• [Exercise instructions]: Please echo every line of the listing below word for word, leaving out the pictures.

::: Exercise material

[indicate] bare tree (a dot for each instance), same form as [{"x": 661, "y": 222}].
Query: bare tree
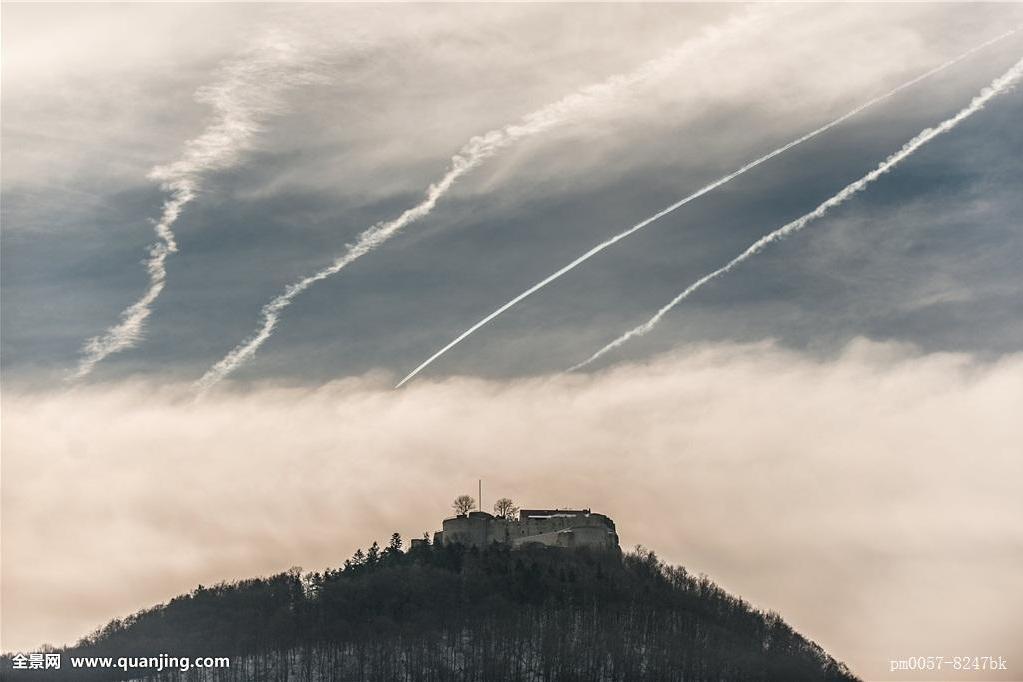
[
  {"x": 463, "y": 504},
  {"x": 504, "y": 508}
]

::::::

• [Answer]:
[indicate] bare tree (a dot for each instance), same form as [{"x": 661, "y": 222}].
Query: bare tree
[
  {"x": 463, "y": 504},
  {"x": 504, "y": 508}
]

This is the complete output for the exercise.